◆ Objetivos:
[1] Em que data e horário foi publicado o texto sobre as diferenças sociais?
[2] Dê prosseguimento ao texto sobre as diferenças sociais a partir do ponto em que ele termina.

◆ Texto de origem:
■ ■ ■ ■ ■
A sociedade sangra uma gengiva sem dentes
Redação DM
Publicado em 6 de julho de 2016 às 03:17 | Atualizado há 9 anos“Um preto, um pobre, uma estudante, uma mulher sozinha, blue jeans e motocicletas, pessoas cinzas normais, garotas dentro da noite, revólver: cheira cachorro, os humilhados do parque com os seus jornais” (Alucinação–Belchior)
Obscura, a (des) humanidade centra no sol que nasce atrasado, toma o elevador social em gráficos que descem e sobem, fingem que caem, e, enquanto balança as diferenças sociais, equilibra-se enfim, e, numa corda sem fim, brinca com a mente da gente que mastiga a realidade em gengiva que sangra sem dentes, sem dor nem sorte.
■ ■ ■ ■ ■
◆ Itens do conjunto de dados:

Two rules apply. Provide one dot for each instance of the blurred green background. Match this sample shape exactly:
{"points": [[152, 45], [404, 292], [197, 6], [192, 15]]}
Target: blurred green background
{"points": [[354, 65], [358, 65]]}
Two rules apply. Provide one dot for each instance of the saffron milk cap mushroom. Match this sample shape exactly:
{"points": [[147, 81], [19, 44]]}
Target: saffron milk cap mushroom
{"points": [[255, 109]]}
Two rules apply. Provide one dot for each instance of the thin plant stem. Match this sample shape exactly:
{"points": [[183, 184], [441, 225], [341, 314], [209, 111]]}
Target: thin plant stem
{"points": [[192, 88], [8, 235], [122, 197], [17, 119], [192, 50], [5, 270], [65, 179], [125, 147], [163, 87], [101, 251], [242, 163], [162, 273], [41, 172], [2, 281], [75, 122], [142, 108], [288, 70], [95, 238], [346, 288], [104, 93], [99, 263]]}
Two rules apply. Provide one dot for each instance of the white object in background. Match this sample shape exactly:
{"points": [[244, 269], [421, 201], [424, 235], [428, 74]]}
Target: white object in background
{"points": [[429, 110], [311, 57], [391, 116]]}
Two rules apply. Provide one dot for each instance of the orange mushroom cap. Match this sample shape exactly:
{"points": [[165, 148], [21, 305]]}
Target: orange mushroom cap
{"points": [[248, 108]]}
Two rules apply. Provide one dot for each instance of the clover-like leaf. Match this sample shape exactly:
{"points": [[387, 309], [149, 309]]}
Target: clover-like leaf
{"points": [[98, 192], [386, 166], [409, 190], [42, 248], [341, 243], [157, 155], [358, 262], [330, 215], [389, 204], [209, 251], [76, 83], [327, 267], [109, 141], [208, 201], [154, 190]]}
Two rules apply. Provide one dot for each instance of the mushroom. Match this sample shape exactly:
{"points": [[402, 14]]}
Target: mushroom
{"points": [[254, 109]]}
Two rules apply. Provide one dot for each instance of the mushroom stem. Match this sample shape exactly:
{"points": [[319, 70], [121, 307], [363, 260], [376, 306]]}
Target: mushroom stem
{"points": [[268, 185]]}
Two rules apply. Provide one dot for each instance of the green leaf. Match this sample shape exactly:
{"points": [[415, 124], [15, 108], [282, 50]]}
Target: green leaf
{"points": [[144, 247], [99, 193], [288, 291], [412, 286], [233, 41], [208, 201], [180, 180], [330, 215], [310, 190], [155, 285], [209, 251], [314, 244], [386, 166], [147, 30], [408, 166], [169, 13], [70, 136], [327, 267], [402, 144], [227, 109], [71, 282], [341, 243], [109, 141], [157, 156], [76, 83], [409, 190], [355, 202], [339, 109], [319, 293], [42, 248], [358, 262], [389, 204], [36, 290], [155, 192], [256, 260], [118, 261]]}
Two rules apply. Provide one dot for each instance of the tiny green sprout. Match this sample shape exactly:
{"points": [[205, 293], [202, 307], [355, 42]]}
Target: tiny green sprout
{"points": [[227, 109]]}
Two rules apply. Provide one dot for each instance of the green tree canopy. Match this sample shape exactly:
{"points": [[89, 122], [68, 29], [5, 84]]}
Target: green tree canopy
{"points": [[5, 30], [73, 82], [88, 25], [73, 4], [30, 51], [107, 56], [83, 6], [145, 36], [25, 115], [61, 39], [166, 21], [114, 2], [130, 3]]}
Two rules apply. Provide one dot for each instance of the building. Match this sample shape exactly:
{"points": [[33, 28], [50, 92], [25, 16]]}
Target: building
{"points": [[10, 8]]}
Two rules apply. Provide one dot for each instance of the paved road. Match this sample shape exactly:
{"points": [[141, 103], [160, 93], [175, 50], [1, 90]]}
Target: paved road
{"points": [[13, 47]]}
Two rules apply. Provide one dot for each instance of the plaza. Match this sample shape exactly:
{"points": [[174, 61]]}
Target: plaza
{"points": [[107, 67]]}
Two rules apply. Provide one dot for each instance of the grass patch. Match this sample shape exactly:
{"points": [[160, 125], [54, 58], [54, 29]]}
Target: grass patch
■ ■ ■ ■ ■
◆ Respostas às tarefas:
[1] Em 6 de julho de 2016, às 03:17.

[2]
Entre fetos e fatos notícias frescas dão conta dos que já nascem em berço decente, diferente dos normais, atores sociais alijados do status quo, apartados–no poder de compra–da boa gente que o shopping traga pelas vias da goela consumista, fetiche instalado a crédito, na entrada principal. Endividada, sôfrega, efêmera (des) caminha os tropeços da sociedade civil (des) organizada que retrata imagens de um filme concreto e cruel. O pêndulo cardeal da mídia vende e repassa o poder de persuasão eletrônico e articulado em rede. A alienação mundial ecoa a lama que escoa, à míngua, e, na língua rala da mentira contada, anota na caderneta do fiado, na cor amarela, os pendentes, em azul, para quem paga, e, de vermelho a lista dos imorais.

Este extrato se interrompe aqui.